▶ What you should do
Put the part of the listing below that opens with the line containing "Reviewer note: verify that every instance of the blue" and closes with the line containing "[[35, 310]]", both ends included, into a JSON list of strings, one string per line and no blank lines. Leave the pictures out of the answer.

▶ Data

▼▼▼

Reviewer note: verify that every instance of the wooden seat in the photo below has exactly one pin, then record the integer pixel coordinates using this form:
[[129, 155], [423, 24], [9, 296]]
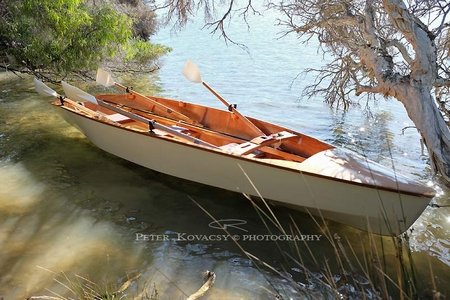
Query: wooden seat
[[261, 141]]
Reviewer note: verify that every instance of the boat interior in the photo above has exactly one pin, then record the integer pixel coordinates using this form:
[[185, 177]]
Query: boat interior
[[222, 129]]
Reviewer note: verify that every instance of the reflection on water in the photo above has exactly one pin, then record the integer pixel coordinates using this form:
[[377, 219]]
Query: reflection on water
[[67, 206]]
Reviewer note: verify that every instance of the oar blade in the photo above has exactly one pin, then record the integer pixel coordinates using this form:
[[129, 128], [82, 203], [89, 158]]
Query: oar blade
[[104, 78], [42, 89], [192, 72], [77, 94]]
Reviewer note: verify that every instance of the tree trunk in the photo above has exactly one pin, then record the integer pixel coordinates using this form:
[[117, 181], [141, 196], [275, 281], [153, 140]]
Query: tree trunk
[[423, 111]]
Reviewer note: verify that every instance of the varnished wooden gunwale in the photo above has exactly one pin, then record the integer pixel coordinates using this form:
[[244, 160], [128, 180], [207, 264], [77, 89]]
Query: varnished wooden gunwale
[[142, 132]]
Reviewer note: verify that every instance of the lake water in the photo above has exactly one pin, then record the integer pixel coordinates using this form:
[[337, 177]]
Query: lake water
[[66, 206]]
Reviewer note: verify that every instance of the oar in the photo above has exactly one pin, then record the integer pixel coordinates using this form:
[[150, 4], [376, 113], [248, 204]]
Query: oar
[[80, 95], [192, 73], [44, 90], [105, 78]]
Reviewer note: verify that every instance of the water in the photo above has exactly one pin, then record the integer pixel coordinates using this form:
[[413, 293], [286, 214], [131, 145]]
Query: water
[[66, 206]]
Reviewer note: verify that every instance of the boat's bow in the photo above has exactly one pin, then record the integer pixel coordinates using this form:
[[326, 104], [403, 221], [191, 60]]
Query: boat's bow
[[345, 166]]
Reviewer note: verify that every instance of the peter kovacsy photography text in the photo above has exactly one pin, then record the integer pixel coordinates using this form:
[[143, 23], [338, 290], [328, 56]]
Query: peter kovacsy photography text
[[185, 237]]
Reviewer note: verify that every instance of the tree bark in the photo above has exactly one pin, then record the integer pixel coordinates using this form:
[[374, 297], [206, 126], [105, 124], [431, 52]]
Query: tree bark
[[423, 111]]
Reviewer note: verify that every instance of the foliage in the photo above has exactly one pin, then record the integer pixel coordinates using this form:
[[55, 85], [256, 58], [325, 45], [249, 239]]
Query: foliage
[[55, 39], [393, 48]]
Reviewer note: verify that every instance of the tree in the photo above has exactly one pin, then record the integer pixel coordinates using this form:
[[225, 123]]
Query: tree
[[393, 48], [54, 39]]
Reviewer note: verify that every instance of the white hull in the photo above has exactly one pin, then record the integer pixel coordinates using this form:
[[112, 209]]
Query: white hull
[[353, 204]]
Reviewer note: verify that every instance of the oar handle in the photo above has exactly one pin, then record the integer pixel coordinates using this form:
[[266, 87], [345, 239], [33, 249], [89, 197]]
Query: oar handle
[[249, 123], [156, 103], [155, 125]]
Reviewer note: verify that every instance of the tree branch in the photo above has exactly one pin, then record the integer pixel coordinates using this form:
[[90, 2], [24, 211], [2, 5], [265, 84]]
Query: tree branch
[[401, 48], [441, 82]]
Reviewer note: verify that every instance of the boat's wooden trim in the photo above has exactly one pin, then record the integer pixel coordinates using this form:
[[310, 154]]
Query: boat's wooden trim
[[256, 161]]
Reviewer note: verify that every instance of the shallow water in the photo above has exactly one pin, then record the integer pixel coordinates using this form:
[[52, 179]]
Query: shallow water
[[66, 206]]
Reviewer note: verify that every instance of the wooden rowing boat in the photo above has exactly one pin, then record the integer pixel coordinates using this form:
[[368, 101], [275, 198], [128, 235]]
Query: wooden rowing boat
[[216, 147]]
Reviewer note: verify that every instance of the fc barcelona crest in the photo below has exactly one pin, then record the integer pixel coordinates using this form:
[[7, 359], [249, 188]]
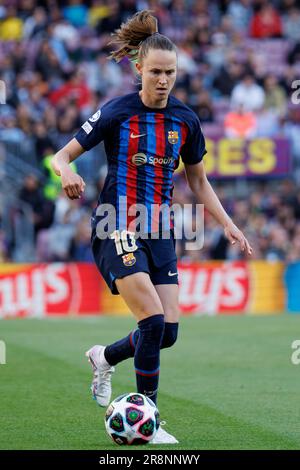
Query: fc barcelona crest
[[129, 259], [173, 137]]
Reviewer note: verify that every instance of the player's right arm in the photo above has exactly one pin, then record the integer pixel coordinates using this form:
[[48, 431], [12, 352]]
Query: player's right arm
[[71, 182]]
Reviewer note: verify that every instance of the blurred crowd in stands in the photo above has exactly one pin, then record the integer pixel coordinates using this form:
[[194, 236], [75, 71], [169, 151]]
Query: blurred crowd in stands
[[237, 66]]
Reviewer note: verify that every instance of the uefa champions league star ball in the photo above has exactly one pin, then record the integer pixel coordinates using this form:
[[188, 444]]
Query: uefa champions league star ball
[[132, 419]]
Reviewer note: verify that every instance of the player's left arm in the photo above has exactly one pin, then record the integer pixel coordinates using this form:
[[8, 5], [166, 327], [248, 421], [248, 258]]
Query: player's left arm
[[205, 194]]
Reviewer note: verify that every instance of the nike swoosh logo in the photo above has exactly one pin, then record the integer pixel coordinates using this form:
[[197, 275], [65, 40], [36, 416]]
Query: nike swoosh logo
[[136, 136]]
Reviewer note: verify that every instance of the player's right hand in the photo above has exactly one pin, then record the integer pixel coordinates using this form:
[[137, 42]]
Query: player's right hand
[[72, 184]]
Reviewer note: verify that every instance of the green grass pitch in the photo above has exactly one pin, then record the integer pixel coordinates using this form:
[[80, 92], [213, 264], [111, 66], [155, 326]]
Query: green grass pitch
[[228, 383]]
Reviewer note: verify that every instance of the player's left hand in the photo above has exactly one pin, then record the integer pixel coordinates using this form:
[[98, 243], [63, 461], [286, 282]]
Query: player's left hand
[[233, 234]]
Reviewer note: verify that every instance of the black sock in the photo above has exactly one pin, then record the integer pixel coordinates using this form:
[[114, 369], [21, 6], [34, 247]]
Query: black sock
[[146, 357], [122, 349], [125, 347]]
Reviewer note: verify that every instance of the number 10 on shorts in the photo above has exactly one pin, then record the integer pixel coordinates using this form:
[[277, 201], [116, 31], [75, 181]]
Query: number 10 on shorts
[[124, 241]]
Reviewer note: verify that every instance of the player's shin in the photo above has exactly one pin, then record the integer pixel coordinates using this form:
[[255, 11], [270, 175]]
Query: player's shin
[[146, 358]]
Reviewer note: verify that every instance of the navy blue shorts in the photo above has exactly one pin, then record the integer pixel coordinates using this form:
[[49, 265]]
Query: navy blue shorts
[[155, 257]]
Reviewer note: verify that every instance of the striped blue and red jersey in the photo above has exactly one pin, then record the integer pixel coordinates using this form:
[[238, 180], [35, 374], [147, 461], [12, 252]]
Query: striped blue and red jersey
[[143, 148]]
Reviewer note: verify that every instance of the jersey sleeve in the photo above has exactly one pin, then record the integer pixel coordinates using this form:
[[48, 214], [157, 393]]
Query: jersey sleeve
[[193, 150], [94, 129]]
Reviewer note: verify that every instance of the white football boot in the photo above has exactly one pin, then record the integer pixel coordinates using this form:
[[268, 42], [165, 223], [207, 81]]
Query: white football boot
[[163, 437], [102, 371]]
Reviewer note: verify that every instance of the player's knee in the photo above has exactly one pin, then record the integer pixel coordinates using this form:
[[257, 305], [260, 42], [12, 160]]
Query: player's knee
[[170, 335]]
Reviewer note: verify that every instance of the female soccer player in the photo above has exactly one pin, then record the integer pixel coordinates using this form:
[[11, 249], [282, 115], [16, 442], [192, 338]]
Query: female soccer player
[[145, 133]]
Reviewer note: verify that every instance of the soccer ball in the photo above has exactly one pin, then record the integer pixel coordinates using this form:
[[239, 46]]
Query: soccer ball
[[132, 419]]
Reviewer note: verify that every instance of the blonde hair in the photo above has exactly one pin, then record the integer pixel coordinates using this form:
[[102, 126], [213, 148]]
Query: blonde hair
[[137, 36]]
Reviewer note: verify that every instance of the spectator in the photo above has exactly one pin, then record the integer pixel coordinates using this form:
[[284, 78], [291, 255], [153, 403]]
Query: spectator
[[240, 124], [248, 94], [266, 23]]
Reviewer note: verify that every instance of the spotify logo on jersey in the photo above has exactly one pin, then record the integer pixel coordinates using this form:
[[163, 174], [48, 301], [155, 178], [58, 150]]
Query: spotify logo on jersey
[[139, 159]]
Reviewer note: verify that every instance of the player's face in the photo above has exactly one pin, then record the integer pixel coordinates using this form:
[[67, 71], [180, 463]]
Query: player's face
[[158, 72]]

▲▲▲
▼▼▼

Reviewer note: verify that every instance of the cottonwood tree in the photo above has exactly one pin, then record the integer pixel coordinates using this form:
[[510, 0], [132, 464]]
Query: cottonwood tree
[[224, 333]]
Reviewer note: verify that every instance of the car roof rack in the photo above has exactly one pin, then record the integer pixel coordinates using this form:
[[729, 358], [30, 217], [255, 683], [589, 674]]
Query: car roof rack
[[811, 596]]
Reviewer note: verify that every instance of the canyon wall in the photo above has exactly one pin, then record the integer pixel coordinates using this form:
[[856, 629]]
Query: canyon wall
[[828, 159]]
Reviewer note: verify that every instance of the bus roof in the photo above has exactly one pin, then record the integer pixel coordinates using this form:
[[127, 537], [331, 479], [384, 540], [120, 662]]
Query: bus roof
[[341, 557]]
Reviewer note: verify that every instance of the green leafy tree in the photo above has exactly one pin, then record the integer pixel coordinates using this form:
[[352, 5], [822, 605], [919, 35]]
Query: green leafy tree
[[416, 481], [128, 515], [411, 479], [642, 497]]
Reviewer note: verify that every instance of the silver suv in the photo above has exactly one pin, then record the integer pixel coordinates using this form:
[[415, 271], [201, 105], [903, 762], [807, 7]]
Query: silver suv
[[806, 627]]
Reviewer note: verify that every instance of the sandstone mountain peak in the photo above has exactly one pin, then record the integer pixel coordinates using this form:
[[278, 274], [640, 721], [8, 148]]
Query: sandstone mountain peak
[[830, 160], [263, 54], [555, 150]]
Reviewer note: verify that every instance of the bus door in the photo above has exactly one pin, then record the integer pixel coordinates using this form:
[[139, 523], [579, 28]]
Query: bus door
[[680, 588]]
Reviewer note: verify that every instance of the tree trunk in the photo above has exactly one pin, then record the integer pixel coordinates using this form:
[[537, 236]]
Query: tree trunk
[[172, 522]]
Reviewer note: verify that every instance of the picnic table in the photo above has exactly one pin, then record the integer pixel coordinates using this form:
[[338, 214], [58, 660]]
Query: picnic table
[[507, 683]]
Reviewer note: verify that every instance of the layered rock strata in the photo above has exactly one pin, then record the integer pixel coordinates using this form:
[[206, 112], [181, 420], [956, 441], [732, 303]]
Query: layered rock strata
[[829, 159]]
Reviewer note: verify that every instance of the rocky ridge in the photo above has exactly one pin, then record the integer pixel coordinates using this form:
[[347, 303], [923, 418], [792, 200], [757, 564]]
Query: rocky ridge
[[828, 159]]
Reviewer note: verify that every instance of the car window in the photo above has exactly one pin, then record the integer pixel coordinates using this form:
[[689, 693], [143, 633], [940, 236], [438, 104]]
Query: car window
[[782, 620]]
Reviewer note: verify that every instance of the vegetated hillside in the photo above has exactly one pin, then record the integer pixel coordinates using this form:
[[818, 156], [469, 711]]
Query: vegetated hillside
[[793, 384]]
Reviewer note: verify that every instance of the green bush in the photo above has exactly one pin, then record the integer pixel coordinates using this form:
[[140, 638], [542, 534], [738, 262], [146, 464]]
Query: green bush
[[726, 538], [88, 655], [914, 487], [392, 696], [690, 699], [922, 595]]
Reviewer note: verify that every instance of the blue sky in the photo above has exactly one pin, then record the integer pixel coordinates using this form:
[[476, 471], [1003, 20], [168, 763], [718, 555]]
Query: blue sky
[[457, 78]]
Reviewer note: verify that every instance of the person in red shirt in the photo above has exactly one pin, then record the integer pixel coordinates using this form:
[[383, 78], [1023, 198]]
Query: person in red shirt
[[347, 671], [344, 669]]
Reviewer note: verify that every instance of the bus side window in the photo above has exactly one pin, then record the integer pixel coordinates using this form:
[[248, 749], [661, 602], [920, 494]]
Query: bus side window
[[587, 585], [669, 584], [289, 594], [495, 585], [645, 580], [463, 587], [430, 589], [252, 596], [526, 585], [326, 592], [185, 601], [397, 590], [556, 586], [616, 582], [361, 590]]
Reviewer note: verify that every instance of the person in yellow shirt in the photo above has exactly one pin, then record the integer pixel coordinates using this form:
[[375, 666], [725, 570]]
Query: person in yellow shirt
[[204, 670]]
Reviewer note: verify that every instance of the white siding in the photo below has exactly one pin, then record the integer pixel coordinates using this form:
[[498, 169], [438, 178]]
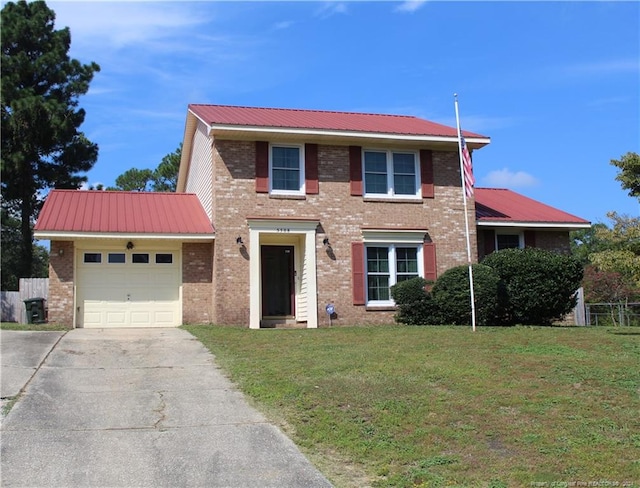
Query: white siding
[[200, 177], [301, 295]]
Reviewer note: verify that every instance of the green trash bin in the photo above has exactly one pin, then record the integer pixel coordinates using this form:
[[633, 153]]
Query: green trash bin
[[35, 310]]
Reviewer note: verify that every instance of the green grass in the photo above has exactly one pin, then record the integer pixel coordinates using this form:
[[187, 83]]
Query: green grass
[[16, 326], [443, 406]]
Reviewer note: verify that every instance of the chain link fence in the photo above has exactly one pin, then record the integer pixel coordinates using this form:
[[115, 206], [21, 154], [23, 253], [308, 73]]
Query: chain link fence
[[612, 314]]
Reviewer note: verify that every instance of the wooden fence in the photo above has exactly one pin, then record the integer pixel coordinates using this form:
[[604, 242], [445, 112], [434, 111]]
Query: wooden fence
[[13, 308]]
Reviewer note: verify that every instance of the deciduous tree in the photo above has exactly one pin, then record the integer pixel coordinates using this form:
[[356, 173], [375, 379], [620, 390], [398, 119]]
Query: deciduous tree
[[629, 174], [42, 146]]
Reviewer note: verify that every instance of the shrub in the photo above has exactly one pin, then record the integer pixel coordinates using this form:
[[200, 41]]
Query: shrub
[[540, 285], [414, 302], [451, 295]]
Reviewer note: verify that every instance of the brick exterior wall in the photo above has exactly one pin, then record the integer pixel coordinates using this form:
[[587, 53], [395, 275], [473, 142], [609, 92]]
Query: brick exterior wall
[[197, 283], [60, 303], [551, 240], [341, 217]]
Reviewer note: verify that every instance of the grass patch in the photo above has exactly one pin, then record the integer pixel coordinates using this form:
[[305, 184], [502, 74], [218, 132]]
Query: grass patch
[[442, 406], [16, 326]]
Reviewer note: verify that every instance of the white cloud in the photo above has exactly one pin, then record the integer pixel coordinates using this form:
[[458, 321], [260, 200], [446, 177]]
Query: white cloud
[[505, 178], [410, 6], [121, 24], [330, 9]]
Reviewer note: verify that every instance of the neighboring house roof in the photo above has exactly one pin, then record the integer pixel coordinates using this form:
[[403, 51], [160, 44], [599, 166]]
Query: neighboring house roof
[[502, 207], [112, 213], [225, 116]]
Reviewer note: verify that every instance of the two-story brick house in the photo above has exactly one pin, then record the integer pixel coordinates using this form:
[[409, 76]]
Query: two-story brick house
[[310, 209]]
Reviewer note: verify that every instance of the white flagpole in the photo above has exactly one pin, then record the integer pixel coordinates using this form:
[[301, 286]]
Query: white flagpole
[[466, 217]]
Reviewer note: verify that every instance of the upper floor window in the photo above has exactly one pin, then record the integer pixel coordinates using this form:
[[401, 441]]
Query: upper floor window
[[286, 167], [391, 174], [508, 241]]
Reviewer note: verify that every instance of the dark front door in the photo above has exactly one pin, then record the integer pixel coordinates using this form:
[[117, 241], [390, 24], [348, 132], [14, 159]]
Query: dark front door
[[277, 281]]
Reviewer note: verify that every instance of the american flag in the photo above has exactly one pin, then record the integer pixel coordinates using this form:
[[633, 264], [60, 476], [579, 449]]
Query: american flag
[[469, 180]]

▲▲▲

▶ Complete output
[
  "Reviewer note: verify that every instance of the blue sky in the photo above has exactly one pin, then record the integer pixel coordinates using this form:",
  "[[476, 471], [1003, 20], [168, 763], [718, 555]]",
  "Query: blue sky",
  "[[457, 78]]",
  "Reviewer note: verify that every instance of the person in red shirt in the photo above has exactly one pin, then record the integer pixel coordinates using this form:",
  "[[383, 78], [1023, 198]]",
  "Query: person in red shirt",
  "[[347, 671], [344, 669]]",
  "Reviewer note: verify that every instance of the bus side window in the photo above has exactly one pin, then record the integer pixel coordinates using this form:",
  "[[248, 749], [661, 602], [920, 494]]",
  "Query: bus side window",
  "[[587, 585], [669, 584], [289, 594], [495, 585], [645, 580], [463, 587], [430, 589], [252, 596], [526, 585], [326, 592], [185, 601], [397, 590], [556, 586], [616, 582], [361, 590]]",
  "Reviewer note: verify that every instance of the person in yellow shirt in the photo above has exactly one pin, then record the integer pixel coordinates using this form:",
  "[[375, 666], [725, 570]]",
  "Query: person in yellow shirt",
  "[[204, 670]]",
  "Reviewer note: verify that every instance of the white siding in the photo below has exactly one pin, then record the integer pixel coordinates using this form:",
  "[[498, 169], [438, 178]]",
  "Query: white siding",
  "[[200, 177], [301, 295]]",
  "Reviewer note: verify that every instance of the green trash bin in the photo above has exactly one pin, then record the integer pixel coordinates using this form:",
  "[[633, 153]]",
  "Query: green trash bin",
  "[[35, 310]]"
]